Extracted material:
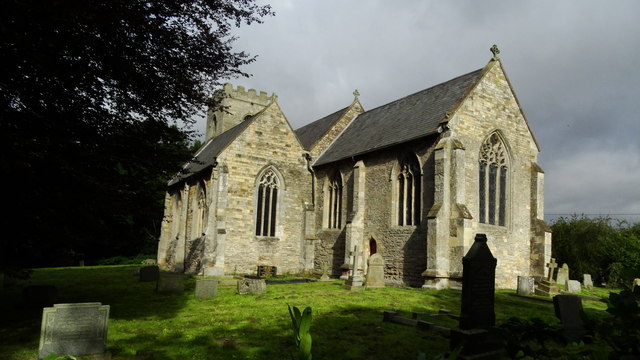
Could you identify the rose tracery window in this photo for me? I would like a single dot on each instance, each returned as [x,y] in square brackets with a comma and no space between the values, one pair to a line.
[408,185]
[266,206]
[334,208]
[493,172]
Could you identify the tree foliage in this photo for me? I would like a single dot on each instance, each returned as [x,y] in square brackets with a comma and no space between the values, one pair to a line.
[88,92]
[611,254]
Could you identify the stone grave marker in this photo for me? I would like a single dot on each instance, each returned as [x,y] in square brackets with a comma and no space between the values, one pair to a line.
[526,285]
[478,286]
[573,286]
[265,271]
[251,286]
[586,281]
[74,329]
[206,288]
[568,309]
[563,275]
[375,272]
[149,273]
[170,283]
[325,272]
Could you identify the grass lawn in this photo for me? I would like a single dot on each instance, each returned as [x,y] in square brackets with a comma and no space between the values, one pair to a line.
[346,325]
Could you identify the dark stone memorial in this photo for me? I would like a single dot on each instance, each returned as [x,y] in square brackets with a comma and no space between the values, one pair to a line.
[568,309]
[149,273]
[477,315]
[74,329]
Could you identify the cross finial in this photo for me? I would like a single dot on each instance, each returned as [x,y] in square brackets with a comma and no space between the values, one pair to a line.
[495,51]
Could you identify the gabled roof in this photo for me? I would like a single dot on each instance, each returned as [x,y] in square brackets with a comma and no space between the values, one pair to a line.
[206,155]
[311,133]
[409,118]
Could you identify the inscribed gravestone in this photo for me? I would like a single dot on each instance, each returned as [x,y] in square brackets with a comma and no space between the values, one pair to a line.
[149,273]
[573,286]
[563,275]
[478,286]
[251,286]
[170,283]
[206,288]
[526,285]
[568,309]
[375,272]
[74,329]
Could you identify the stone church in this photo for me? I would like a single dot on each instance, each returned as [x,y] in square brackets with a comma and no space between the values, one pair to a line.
[413,180]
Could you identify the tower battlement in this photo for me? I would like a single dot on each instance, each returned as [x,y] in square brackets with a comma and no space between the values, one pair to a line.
[251,95]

What to do: Transcribe all entries above exactly. Drop the pictures.

Solved problem:
Could you identify the rose tracery window in this photo for me? I would like a single dot on each instance, each returned as [x,y] in square brackets with a comma and no space between the values, one pair to a line.
[408,185]
[266,206]
[334,208]
[493,172]
Could you identify the tree foliage in this photo for me? I would like a single dot on each instance, each returned as [x,y] in square brackets with a comma and no space between the values, one pair to a line.
[88,92]
[611,254]
Could you identify the stone grave marker in this photo for me? I would like a single dot on each instance, each returned as [x,y] in square brackets with a comma and no space between the values, one pair to a line.
[526,285]
[478,286]
[573,286]
[265,271]
[251,286]
[586,281]
[74,329]
[206,288]
[568,309]
[563,275]
[375,272]
[149,273]
[170,283]
[325,272]
Could you identify the grass lawn in this photo for me? I would like a single dot on each instance, each returned as [x,y] in square brackets with a comma and no space between the values, one pair to a line.
[346,325]
Could you identify the dark stone memorial in this photo for me? I would like a single dot on each instance, each returned as [x,y] in square brackets with a comma and no space between the values, one pair to a line.
[568,309]
[149,273]
[477,315]
[74,329]
Could you identify the cross finial in this photo for me? I would like a single dot on each instance, each returned as [x,y] in square brackets with a comma and no space between the values, one pair to a line.
[495,51]
Could you identify the gabled roof in this photo for me? I would like a single dot on each instance, each returned as [x,y] in square brackets with a comma and no space between the values, one pair to a line.
[206,155]
[311,133]
[409,118]
Could you identify the inscribed gravestone in this photo for me? I would like a single dot on each instance, each returned as [x,y] in square brackets with a comma and no space between the values, one pair to a line.
[149,273]
[573,286]
[563,275]
[478,286]
[251,286]
[170,283]
[206,288]
[526,285]
[568,309]
[375,272]
[74,329]
Could you identify the stone church in this photo for me? I would like a single dot on each instance, each returned as [x,y] in square brackets with a comma and no space between the values, one pair to a line.
[413,180]
Could you identify the tower battlement in this photo for me? I would like a single dot on each instance, each returned as [x,y] in square brackets with a comma and no space between the values, one pair to a line.
[251,95]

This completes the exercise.